## What you are asked to do
Reproduce the line that holds "TARGET = black hoodie" together with all the lines after it up to the end of the entries.
** begin Data records **
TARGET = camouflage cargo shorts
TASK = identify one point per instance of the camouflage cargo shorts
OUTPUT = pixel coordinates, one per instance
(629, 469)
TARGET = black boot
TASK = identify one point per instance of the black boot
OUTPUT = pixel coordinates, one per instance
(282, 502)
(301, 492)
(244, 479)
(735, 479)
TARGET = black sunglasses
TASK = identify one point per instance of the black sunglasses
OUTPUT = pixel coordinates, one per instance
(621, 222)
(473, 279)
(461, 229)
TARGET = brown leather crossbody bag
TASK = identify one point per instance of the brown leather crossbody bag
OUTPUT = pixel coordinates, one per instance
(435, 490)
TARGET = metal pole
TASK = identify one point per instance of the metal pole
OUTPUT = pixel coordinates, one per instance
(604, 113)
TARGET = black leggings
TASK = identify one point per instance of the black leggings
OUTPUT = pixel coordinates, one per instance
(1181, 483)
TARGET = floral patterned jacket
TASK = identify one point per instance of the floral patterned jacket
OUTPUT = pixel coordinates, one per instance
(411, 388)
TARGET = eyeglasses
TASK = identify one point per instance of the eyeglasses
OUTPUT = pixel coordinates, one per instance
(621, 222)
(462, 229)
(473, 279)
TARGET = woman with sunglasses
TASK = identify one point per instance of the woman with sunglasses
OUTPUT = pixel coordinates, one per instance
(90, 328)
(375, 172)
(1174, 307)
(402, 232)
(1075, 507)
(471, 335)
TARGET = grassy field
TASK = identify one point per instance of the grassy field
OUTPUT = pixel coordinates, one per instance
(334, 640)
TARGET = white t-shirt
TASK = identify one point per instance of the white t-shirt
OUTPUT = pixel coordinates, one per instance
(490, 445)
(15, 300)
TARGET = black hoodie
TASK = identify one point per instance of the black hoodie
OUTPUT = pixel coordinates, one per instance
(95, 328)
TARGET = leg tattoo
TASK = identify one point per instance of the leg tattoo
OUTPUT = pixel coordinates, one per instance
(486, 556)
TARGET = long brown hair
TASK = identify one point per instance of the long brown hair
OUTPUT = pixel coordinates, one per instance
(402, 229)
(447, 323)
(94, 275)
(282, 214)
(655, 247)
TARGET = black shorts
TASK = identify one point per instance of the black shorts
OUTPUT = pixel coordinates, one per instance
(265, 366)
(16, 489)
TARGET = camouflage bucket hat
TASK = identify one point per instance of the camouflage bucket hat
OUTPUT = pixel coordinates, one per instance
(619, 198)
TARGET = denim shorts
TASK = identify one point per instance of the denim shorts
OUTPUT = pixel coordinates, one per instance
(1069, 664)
** end Data records **
## Result
TARGET = black hoodie
TASK = identify one point per instance of the black hoodie
OUTPUT = pixel coordinates, one per instance
(95, 328)
TARGET = leg tattoo
TASK = identify one point per instance of the leg tattoo
OUTPUT = pixel coordinates, one per instance
(486, 556)
TARGET = long brown hair
TASK = identify one point per instance of the long brown hair
OUTPUT = pixel coordinates, one per instance
(402, 229)
(447, 323)
(94, 275)
(282, 214)
(655, 247)
TARGET = black shorts
TASK = identify one point per instance of the black shorts
OUTPUT = pixel coordinates, one per instance
(265, 366)
(16, 489)
TARGET = camouflage bucket hat
TASK = identify one point per instance of the camouflage bucket hat
OUTPUT = pixel coordinates, one per instance
(619, 198)
TARGET = denim shorts
TASK = identify one point per instance of the denim shorts
OUTPUT = pixel coordinates, one per instance
(1069, 664)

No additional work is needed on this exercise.